Page:
# Some Men aref*cking stupid!!!



## janesmith (Nov 29, 2010)

So i get up this morning while he is still sleeping. Get in the shower, shave everything, brush, wash my hair and oiled up so id be nice and soft. Then spent the next 20 minutes rubbing and cuddling trying to get a response.

I was so trying to be an ault. I guess he wasnt in the mood,but wish he had just said that.


----------



## Atholk (Jul 25, 2009)

Did you touch his penis?

If not you may have been too subtle...


----------



## DawnD (Sep 23, 2009)

Uh, I do have to admit, if I go to all that trouble, his d*** is going in my mouth to ensure that I get what I was looking for. Did you walk up and gently rub it and then put it in your mouth??


----------



## LonelyNLost (Dec 11, 2010)

Atholk said:


> Did you touch his penis?
> 
> If not you may have been too subtle...


Yes, I've learned that men are, in fact clueless. Unless you touch their penis. LOL. I've done what you've done and then started kissing his neck and things and then I get what I want, but he still takes credit for initiating. :scratchhead: I only get credit if I wear lingerie, or give him a BJ while he's sleeping. But, if I touch his penis, it sends the immediate message that I'm interested. 

Just this morning, I asked him to shower with me. He didn't take that as a come on. Then I turned around and my hand grazed his penis. He made an interesting noise. So I put it back there and it was on in a matter of minutes. Men want us to initiate, but they aren't so good sending signals. Or receiving them!

Written task 1: Print the lines of the listing below exactly, starting with the line that contains "The component shall indicate one point per instance of the club" and going on through the final line of the listing.

Recorded information:
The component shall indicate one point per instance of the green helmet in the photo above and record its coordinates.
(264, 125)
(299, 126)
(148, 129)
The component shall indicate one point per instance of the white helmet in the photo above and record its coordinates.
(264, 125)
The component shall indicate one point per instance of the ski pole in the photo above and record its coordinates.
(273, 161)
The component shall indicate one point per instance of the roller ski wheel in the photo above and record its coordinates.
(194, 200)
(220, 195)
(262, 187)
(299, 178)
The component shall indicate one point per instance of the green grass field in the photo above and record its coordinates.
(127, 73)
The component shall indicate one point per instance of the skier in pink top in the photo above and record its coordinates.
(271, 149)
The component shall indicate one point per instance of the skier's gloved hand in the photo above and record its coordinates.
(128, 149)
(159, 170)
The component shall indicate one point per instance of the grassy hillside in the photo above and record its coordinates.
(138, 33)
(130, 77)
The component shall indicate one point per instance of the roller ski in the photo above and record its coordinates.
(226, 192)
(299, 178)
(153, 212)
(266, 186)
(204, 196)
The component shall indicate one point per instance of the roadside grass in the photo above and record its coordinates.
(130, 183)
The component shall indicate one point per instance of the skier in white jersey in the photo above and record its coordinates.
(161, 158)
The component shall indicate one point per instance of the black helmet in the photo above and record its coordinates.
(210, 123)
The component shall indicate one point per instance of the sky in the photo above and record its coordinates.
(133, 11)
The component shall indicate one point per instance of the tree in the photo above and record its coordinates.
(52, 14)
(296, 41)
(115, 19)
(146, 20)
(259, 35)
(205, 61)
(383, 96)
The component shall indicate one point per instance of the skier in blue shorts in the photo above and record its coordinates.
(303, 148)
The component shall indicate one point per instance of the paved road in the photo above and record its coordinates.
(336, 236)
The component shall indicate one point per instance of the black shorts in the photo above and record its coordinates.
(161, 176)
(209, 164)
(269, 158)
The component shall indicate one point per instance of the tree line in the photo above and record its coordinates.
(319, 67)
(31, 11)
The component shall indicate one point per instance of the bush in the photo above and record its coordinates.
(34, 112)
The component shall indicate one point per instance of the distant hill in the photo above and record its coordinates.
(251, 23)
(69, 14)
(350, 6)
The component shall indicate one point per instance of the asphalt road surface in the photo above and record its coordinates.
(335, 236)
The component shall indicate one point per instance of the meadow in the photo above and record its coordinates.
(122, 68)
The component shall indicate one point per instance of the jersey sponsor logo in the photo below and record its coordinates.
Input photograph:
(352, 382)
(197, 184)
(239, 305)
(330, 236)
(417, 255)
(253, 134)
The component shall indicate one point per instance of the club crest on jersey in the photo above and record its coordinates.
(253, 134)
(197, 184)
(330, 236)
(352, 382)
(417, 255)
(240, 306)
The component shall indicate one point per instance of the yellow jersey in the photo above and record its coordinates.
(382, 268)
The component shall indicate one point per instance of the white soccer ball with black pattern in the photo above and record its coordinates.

Written task 2: In the forum thread, how long did janesmith spend rubbing and cuddling trying to get a response?

Answer 1:
The component shall indicate one point per instance of the club crest on jersey in the photo above and record its coordinates.
(253, 134)
(197, 184)
(330, 236)
(352, 382)
(417, 255)
(240, 306)
The component shall indicate one point per instance of the yellow jersey in the photo above and record its coordinates.
(382, 268)
The component shall indicate one point per instance of the white soccer ball with black pattern in the photo above and record its coordinates.

Answer 2: 20 minutes.